* INSTRUCTIONS TO FOLLOW: When transcribing the entries, keep each one exactly as it is.

* SUPPLIED MATERIAL:
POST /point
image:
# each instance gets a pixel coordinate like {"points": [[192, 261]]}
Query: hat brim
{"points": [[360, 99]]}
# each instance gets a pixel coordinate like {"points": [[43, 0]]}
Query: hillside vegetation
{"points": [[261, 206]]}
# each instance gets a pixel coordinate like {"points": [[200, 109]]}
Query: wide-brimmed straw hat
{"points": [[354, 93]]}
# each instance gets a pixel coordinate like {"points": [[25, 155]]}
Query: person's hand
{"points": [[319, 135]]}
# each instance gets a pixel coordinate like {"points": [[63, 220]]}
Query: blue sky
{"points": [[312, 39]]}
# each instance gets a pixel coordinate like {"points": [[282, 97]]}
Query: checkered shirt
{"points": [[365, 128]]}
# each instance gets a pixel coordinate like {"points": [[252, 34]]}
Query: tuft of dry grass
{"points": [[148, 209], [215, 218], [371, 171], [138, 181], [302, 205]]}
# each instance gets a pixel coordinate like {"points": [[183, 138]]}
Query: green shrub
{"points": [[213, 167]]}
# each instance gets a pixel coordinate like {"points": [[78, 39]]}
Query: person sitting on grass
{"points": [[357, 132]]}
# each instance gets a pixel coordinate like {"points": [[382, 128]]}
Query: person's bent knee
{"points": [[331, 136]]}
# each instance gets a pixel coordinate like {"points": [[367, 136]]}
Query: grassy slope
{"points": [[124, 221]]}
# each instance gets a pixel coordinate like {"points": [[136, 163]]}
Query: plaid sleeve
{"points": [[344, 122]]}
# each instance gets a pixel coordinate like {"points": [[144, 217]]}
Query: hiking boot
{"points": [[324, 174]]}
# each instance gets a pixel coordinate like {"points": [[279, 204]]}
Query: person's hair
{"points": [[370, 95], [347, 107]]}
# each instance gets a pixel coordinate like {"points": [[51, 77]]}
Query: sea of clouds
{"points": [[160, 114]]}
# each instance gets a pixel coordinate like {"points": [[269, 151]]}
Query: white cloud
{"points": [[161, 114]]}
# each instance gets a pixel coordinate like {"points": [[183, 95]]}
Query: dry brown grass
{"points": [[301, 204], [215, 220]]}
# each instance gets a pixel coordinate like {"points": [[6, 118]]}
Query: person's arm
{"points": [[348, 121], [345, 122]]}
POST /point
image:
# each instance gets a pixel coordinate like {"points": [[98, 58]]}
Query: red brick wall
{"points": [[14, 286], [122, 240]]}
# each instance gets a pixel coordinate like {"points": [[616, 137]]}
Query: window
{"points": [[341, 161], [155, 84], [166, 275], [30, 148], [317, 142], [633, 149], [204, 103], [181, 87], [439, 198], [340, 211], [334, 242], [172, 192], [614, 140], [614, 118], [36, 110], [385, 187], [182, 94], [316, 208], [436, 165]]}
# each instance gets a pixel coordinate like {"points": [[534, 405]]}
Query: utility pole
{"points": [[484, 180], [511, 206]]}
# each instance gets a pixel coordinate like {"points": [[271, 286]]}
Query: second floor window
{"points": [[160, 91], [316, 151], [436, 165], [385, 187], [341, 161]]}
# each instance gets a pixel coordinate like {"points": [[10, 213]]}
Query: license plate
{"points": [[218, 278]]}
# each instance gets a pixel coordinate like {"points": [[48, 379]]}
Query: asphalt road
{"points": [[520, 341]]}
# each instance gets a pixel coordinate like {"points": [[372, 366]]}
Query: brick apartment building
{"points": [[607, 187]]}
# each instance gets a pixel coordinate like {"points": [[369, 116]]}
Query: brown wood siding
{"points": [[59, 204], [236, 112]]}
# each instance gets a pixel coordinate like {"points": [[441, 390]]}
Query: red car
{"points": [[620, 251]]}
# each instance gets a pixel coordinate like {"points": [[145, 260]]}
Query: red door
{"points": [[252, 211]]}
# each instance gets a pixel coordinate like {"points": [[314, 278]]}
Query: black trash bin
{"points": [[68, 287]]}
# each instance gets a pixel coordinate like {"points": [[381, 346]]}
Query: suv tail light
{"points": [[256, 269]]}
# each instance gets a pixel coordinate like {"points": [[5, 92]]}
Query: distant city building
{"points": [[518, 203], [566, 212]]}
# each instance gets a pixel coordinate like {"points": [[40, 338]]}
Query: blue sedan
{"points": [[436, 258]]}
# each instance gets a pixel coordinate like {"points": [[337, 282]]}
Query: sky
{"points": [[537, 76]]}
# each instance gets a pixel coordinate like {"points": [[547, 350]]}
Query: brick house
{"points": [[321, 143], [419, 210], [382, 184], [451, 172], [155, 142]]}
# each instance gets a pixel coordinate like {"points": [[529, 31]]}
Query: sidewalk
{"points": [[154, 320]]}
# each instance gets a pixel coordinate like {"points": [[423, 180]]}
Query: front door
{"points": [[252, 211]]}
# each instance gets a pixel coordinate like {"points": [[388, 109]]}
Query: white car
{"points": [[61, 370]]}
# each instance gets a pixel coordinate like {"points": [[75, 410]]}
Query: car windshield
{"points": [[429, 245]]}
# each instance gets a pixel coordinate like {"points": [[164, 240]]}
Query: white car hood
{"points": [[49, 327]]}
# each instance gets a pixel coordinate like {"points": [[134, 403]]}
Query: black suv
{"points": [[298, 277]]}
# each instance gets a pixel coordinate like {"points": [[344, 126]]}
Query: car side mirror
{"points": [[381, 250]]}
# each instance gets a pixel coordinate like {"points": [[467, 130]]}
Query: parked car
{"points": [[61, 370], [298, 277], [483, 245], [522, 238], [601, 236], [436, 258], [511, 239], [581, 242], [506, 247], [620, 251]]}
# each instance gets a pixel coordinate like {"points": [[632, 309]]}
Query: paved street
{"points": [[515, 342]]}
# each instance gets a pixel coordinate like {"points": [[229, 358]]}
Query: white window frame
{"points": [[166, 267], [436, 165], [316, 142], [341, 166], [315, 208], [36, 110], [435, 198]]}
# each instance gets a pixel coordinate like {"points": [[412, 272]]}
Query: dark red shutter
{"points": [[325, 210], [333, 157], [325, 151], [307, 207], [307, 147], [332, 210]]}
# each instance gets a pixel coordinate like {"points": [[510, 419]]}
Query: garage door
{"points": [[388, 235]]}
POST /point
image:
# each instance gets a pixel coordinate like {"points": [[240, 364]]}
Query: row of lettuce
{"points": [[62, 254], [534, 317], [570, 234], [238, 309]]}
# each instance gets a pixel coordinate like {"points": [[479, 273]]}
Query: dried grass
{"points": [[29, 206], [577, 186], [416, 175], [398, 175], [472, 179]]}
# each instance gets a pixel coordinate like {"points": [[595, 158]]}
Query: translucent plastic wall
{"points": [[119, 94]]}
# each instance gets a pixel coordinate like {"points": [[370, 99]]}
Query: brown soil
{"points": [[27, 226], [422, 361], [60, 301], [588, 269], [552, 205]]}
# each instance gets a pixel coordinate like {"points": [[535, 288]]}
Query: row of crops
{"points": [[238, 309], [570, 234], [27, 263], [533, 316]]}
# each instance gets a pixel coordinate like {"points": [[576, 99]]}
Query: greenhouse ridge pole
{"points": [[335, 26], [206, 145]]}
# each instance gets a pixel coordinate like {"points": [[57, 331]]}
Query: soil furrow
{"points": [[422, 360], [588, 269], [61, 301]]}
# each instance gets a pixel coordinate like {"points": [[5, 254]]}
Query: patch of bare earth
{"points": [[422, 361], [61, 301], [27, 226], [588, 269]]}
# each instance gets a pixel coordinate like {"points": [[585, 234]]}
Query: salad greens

* ANSWER:
POST /point
image:
# each instance gets a pixel coordinate like {"points": [[192, 261]]}
Query: hat brim
{"points": [[360, 99]]}
# each instance gets a pixel coordinate like {"points": [[43, 0]]}
Query: hillside vegetation
{"points": [[261, 206]]}
# each instance gets a pixel coordinate like {"points": [[200, 109]]}
Query: wide-brimmed straw hat
{"points": [[354, 93]]}
# each instance gets a pixel coordinate like {"points": [[25, 155]]}
Query: person's hand
{"points": [[319, 135]]}
# each instance gets a pixel coordinate like {"points": [[63, 220]]}
Query: blue sky
{"points": [[312, 39]]}
# each instance gets a pixel coordinate like {"points": [[282, 97]]}
Query: checkered shirt
{"points": [[365, 128]]}
# each instance gets a pixel coordinate like {"points": [[252, 34]]}
Query: tuft of dry grass
{"points": [[148, 209], [215, 218], [371, 171], [138, 181], [302, 205]]}
# each instance gets a pixel coordinate like {"points": [[183, 138]]}
Query: green shrub
{"points": [[213, 167]]}
# each instance gets a pixel coordinate like {"points": [[78, 39]]}
Query: person sitting on grass
{"points": [[357, 132]]}
# each instance gets a pixel coordinate like {"points": [[382, 128]]}
Query: person's bent knee
{"points": [[331, 136]]}
# each instance gets a pixel coordinate like {"points": [[367, 136]]}
Query: grassy slope
{"points": [[124, 221]]}
# each instance gets a pixel coordinate like {"points": [[136, 163]]}
Query: plaid sleeve
{"points": [[344, 122]]}
# each instance gets a pixel coordinate like {"points": [[144, 217]]}
Query: hiking boot
{"points": [[324, 174]]}
# each instance gets a pixel coordinate like {"points": [[279, 204]]}
Query: person's hair
{"points": [[370, 95], [347, 107]]}
# each instance gets a pixel coordinate like {"points": [[51, 77]]}
Query: sea of clouds
{"points": [[160, 114]]}
# each instance gets a pixel coordinate like {"points": [[269, 151]]}
Query: white cloud
{"points": [[161, 114]]}
# each instance gets a pixel coordinate like {"points": [[183, 95]]}
Query: dry brown grass
{"points": [[301, 204], [215, 220]]}
# each instance gets a pixel coordinate like {"points": [[6, 118]]}
Query: person's arm
{"points": [[348, 121], [345, 122]]}
POST /point
image:
# each instance gets a pixel coordinate like {"points": [[98, 58]]}
Query: red brick wall
{"points": [[14, 286], [122, 240]]}
# each instance gets a pixel coordinate like {"points": [[616, 137]]}
Query: window
{"points": [[341, 161], [155, 84], [166, 275], [30, 148], [317, 142], [633, 149], [204, 103], [181, 87], [439, 198], [340, 211], [334, 242], [172, 192], [614, 140], [614, 118], [36, 110], [385, 187], [182, 94], [316, 208], [436, 165]]}
# each instance gets a pixel coordinate like {"points": [[534, 405]]}
Query: utility pole
{"points": [[484, 180], [511, 206]]}
# each instance gets a pixel coordinate like {"points": [[271, 286]]}
Query: second floor window
{"points": [[160, 91], [316, 151], [436, 165], [385, 187], [341, 161]]}
# each instance gets a pixel coordinate like {"points": [[10, 213]]}
Query: license plate
{"points": [[218, 278]]}
# each instance gets a pixel coordinate like {"points": [[48, 379]]}
Query: asphalt road
{"points": [[520, 341]]}
# each instance gets a pixel coordinate like {"points": [[372, 366]]}
Query: brick apartment building
{"points": [[607, 187]]}
# each instance gets a pixel coordinate like {"points": [[369, 116]]}
Query: brown wood siding
{"points": [[59, 204], [236, 112]]}
# each instance gets a pixel coordinate like {"points": [[441, 390]]}
Query: red car
{"points": [[620, 251]]}
# each instance gets a pixel coordinate like {"points": [[145, 260]]}
Query: red door
{"points": [[252, 211]]}
# each instance gets a pixel coordinate like {"points": [[314, 278]]}
Query: black trash bin
{"points": [[68, 287]]}
# each instance gets a pixel coordinate like {"points": [[381, 346]]}
Query: suv tail light
{"points": [[256, 269]]}
# each instance gets a pixel coordinate like {"points": [[5, 92]]}
Query: distant city building
{"points": [[518, 203], [566, 212]]}
# each instance gets a pixel coordinate like {"points": [[40, 338]]}
Query: blue sedan
{"points": [[436, 258]]}
# each instance gets a pixel coordinate like {"points": [[337, 282]]}
Query: sky
{"points": [[537, 76]]}
# each instance gets a pixel coordinate like {"points": [[547, 350]]}
Query: brick house
{"points": [[321, 143], [419, 210], [382, 184], [451, 172], [155, 142]]}
# each instance gets a pixel coordinate like {"points": [[529, 31]]}
Query: sidewalk
{"points": [[154, 320]]}
# each instance gets a pixel coordinate like {"points": [[423, 180]]}
Query: front door
{"points": [[252, 211]]}
# each instance gets a pixel coordinate like {"points": [[388, 109]]}
Query: white car
{"points": [[61, 370]]}
# each instance gets a pixel coordinate like {"points": [[75, 410]]}
Query: car windshield
{"points": [[429, 245]]}
# each instance gets a pixel coordinate like {"points": [[164, 240]]}
Query: white car hood
{"points": [[49, 327]]}
# each instance gets a pixel coordinate like {"points": [[134, 403]]}
Query: black suv
{"points": [[298, 277]]}
# each instance gets a pixel coordinate like {"points": [[344, 126]]}
Query: car side mirror
{"points": [[381, 250]]}
# each instance gets a pixel coordinate like {"points": [[467, 130]]}
Query: parked car
{"points": [[61, 370], [298, 277], [483, 245], [522, 238], [601, 236], [436, 258], [511, 239], [581, 242], [506, 247], [620, 251]]}
# each instance gets a pixel coordinate like {"points": [[632, 309]]}
Query: paved street
{"points": [[515, 342]]}
# each instance gets a pixel coordinate like {"points": [[229, 358]]}
Query: white window frame
{"points": [[166, 267], [436, 165], [316, 142], [341, 166], [315, 208], [36, 110], [435, 198]]}
# each instance gets a pixel coordinate like {"points": [[412, 272]]}
Query: dark red shutter
{"points": [[325, 210], [333, 157], [325, 151], [307, 207], [307, 147], [332, 210]]}
# each instance gets a pixel coordinate like {"points": [[510, 419]]}
Query: garage door
{"points": [[388, 235]]}
POST /point
image:
# each instance gets a pixel coordinate like {"points": [[240, 364]]}
Query: row of lettuce
{"points": [[62, 254], [534, 317], [570, 234], [238, 309]]}
# each instance gets a pixel coordinate like {"points": [[479, 273]]}
Query: dried grass
{"points": [[29, 206], [577, 186], [416, 175], [398, 175], [472, 179]]}
# each instance gets a pixel coordinate like {"points": [[595, 158]]}
Query: translucent plastic wall
{"points": [[119, 94]]}
# each instance gets a pixel coordinate like {"points": [[370, 99]]}
Query: brown soil
{"points": [[27, 226], [422, 361], [60, 301], [588, 269], [552, 205]]}
# each instance gets a pixel coordinate like {"points": [[535, 288]]}
Query: row of crops
{"points": [[238, 309], [570, 234], [27, 263], [533, 316]]}
# each instance gets a pixel coordinate like {"points": [[576, 99]]}
Query: greenhouse ridge pole
{"points": [[335, 26], [206, 145]]}
# each instance gets a pixel coordinate like {"points": [[57, 331]]}
Query: soil furrow
{"points": [[422, 360], [588, 269], [61, 301]]}
# each instance gets a pixel coordinate like {"points": [[5, 254]]}
Query: patch of bare earth
{"points": [[422, 361], [61, 301], [27, 226], [588, 269]]}
# each instance gets a pixel coordinate like {"points": [[585, 234]]}
Query: salad greens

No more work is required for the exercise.